╭─ DATASET CONTENT
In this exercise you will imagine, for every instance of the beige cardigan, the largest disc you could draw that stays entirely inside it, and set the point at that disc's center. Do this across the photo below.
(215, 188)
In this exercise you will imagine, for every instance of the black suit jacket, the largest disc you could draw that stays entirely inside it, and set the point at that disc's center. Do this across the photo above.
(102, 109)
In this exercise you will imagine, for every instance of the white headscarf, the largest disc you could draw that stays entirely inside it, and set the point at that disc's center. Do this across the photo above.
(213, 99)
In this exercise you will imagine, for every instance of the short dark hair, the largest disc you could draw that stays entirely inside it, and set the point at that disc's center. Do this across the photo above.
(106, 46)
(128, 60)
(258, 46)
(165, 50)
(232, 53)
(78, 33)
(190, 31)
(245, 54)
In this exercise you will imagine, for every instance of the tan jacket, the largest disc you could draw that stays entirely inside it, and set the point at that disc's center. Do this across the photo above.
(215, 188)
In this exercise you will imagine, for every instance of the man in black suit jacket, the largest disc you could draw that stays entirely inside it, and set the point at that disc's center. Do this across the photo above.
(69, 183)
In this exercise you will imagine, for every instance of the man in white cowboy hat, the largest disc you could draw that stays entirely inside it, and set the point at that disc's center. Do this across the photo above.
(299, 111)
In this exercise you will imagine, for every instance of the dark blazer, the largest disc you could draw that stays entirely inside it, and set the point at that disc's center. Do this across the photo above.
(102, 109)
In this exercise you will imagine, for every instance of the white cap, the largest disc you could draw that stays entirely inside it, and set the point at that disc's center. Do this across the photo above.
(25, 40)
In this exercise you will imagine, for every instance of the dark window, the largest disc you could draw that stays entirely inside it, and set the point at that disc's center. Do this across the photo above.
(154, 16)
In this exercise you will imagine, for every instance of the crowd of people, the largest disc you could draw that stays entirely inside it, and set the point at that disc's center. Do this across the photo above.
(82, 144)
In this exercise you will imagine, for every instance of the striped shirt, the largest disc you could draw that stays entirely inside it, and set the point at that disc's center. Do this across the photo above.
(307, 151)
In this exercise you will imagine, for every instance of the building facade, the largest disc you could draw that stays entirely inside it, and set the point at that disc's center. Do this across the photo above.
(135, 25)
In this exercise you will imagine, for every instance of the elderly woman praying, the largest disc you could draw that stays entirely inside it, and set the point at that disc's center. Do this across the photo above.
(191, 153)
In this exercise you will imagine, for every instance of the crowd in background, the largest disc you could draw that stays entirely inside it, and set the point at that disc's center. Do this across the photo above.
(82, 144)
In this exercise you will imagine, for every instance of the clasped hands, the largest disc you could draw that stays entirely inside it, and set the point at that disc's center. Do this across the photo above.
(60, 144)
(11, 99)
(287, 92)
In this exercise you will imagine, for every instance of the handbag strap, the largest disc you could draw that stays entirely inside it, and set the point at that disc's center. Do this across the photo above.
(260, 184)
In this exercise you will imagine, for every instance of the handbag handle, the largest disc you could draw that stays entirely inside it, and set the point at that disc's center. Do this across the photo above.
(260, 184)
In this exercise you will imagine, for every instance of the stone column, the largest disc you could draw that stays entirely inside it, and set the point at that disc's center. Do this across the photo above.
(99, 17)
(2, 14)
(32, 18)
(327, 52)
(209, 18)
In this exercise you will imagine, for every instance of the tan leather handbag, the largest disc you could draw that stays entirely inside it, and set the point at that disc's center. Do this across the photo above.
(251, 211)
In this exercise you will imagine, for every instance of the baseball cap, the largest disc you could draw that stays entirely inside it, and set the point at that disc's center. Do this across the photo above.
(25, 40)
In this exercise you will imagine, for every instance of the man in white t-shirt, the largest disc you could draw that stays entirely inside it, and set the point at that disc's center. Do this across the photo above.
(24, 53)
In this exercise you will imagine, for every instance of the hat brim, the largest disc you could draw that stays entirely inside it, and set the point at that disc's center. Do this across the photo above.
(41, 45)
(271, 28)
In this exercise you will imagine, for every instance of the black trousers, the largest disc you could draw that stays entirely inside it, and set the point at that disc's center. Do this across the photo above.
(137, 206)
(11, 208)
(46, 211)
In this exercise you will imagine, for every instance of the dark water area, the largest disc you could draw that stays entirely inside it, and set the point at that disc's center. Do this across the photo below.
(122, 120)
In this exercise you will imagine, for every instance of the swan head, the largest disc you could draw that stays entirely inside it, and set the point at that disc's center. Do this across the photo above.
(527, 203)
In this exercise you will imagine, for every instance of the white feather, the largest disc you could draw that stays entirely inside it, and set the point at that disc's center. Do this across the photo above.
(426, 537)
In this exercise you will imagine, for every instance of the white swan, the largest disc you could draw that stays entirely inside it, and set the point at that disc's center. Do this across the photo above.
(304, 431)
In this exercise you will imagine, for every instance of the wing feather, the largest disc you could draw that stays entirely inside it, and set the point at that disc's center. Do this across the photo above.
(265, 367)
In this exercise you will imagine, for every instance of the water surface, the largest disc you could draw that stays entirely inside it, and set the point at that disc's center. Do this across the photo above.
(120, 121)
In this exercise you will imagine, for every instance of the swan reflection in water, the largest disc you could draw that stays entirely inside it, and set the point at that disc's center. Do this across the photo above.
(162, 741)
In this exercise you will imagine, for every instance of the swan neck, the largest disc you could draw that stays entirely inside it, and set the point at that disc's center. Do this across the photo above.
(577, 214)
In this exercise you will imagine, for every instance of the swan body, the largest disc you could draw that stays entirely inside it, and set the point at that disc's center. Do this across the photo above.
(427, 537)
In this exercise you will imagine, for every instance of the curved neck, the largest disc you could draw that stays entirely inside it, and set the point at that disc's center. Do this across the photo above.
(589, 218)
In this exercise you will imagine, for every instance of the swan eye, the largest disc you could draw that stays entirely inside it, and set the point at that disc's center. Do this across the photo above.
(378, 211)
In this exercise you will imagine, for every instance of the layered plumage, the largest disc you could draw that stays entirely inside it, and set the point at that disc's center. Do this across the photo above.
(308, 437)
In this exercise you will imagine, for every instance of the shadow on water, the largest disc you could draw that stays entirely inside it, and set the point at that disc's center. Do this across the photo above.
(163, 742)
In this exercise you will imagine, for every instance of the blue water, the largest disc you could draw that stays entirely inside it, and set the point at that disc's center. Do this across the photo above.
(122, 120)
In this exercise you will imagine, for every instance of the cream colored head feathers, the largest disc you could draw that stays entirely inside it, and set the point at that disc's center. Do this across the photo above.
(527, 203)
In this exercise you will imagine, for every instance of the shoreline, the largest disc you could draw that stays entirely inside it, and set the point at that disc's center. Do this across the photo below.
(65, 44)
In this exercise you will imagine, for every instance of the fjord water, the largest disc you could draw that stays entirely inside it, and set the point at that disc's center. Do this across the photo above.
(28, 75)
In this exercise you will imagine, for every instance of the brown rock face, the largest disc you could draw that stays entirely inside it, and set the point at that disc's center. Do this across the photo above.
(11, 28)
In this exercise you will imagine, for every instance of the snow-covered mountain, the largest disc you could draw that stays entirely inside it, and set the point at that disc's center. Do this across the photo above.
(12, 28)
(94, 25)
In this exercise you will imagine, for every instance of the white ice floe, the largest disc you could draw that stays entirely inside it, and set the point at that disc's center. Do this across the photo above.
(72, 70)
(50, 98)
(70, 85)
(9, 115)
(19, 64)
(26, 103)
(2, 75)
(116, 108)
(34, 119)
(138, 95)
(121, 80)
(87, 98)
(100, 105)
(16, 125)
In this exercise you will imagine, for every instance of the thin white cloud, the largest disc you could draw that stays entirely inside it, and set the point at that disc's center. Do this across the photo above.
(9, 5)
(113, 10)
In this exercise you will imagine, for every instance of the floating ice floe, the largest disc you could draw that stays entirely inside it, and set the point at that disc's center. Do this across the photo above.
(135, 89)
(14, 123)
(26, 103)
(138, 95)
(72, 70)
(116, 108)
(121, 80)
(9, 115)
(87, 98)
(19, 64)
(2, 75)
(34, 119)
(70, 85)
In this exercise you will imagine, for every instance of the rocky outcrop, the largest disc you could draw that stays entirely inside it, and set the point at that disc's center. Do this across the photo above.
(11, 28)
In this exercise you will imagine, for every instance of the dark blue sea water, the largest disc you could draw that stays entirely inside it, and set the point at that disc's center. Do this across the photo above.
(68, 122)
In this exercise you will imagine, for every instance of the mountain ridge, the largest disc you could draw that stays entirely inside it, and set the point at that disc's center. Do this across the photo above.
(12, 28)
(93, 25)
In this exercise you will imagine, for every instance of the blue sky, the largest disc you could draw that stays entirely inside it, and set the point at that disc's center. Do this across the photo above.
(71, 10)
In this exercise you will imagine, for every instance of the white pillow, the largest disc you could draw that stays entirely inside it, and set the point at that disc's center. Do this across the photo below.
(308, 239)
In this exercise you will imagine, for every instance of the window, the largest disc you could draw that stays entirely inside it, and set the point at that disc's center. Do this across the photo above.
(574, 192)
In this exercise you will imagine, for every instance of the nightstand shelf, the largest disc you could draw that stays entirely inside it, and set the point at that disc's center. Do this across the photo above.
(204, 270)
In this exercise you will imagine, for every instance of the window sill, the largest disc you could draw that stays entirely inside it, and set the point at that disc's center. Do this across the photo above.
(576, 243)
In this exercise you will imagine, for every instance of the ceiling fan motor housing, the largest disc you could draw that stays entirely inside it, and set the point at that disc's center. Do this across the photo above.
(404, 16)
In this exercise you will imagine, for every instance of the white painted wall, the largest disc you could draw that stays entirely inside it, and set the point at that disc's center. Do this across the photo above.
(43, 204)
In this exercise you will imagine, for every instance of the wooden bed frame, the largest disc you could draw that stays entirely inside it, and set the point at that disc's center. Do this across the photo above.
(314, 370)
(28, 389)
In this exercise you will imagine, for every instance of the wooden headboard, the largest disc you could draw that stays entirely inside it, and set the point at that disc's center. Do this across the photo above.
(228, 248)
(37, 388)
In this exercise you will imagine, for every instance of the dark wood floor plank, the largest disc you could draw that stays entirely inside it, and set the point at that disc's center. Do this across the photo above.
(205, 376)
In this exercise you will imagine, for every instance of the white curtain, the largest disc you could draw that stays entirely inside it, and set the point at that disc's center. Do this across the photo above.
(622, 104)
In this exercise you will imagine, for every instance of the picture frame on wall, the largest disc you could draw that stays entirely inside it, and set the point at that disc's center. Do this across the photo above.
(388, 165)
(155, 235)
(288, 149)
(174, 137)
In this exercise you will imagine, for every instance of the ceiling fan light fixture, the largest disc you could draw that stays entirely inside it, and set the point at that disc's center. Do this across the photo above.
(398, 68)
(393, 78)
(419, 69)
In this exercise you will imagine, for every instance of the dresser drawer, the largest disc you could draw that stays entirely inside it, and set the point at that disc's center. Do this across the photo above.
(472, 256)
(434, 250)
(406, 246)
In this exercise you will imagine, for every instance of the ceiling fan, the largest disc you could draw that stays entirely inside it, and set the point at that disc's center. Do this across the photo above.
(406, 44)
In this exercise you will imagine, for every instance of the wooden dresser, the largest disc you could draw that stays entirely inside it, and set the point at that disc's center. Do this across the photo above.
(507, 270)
╰─
Locate the line with "of the dresser" in the entries above; extract it and every line after it, verbatim.

In this exercise you will imagine, for every instance of the dresser drawer, the largest disc you could draw that stays entirely inside it, and set the point at that disc's center. Do this across the photo above.
(472, 256)
(434, 250)
(406, 246)
In this exercise you will imagine, for every instance of the ceiling fan, the largest disc you could draw that stays entirely inside it, and set the point at that disc's center. Do this across the photo above.
(406, 44)
In this exercise you will imagine, for every instance of the wooden dresser, the largest disc you could draw that stays entirely inside it, and set the point at that disc's center. Do this across the photo above.
(507, 270)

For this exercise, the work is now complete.